[Stored items]
* * * * * * * * *
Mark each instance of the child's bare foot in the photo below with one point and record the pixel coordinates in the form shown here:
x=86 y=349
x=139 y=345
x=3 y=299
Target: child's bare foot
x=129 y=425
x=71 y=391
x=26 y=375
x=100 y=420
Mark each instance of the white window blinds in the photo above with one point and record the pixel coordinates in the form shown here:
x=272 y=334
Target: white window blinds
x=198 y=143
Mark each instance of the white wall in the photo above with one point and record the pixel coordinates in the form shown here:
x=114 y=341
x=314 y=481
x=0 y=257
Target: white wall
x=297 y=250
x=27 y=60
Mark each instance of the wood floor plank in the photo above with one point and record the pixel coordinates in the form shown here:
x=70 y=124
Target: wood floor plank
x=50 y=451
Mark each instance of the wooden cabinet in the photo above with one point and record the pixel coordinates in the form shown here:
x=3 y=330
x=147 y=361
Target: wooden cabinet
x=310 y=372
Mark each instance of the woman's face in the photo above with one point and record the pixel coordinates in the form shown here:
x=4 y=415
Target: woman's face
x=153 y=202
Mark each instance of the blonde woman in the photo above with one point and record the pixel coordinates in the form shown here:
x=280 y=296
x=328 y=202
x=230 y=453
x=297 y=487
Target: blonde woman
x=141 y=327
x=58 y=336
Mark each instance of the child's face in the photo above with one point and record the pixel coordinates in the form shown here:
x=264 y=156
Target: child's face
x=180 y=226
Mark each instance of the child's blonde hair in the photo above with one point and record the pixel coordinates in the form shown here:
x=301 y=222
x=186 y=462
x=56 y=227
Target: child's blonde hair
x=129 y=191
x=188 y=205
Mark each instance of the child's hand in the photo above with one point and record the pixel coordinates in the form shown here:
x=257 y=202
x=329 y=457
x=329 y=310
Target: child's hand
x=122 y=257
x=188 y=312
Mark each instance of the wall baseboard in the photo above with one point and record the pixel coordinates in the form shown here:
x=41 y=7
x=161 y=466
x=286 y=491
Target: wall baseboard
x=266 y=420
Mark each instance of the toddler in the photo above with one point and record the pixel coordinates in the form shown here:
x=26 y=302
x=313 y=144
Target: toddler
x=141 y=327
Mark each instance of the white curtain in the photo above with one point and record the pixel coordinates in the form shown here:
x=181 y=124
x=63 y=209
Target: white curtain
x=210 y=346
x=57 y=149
* * * * * * * * *
### What you should do:
Retype all of the data exactly. Leave nothing out.

### Exercise response:
Mark each instance of the child's bare foot in the photo below with one point and record the pixel coordinates in the form shown here:
x=86 y=349
x=139 y=345
x=3 y=299
Target: child's bare foot
x=129 y=425
x=71 y=391
x=26 y=375
x=100 y=420
Mark each instance of the white window blinds in the photo above with one point and record the pixel coordinates in the form shown here:
x=272 y=334
Target: white window blinds
x=198 y=143
Mark each instance of the white wall in the photo above with one point and record the pixel coordinates in the form shown here:
x=114 y=341
x=314 y=481
x=0 y=257
Target: white wall
x=297 y=250
x=27 y=60
Mark each instance of the wood floor plank in the photo above with one point and record the pixel coordinates in the form shown here:
x=70 y=124
Target: wood floor plank
x=50 y=451
Mark each instance of the wooden cabinet in the photo above with one point and record the pixel coordinates in the form shown here:
x=3 y=330
x=147 y=361
Target: wooden cabinet
x=310 y=372
Mark each instance of the woman's face in the photo above with one point and record the pixel coordinates in the form shown here:
x=4 y=415
Target: woman's face
x=153 y=202
Mark each instance of the blonde woman in the photo above with one point and record the pixel coordinates in the form shown here:
x=280 y=296
x=328 y=202
x=230 y=453
x=297 y=487
Target: blonde woman
x=141 y=327
x=58 y=336
Mark each instance of the child's face in the photo above with one point and record the pixel coordinates in the form shown here:
x=264 y=156
Target: child's face
x=180 y=226
Mark each instance of the child's blonde hair in the photo above with one point and record the pixel coordinates in the form shown here:
x=301 y=222
x=186 y=462
x=56 y=227
Target: child's blonde hair
x=129 y=191
x=188 y=205
Mark each instance of the child's hand in the photo above with one point and record the pixel coordinates in the form shown here:
x=257 y=202
x=329 y=457
x=329 y=310
Target: child's hand
x=122 y=257
x=188 y=312
Mark each instance of the wall baseboard in the photo above with one point and record the pixel coordinates in the form shown here:
x=41 y=7
x=161 y=466
x=286 y=491
Target: wall baseboard
x=266 y=420
Mark each instance of the toddler in the photo above with one point and record the pixel coordinates in the form shown here:
x=26 y=302
x=313 y=144
Target: toddler
x=141 y=327
Mark each instance of the white curtain in the photo above with one point and record the pixel coordinates in the form shown here:
x=181 y=124
x=63 y=209
Target: white curtain
x=210 y=346
x=57 y=149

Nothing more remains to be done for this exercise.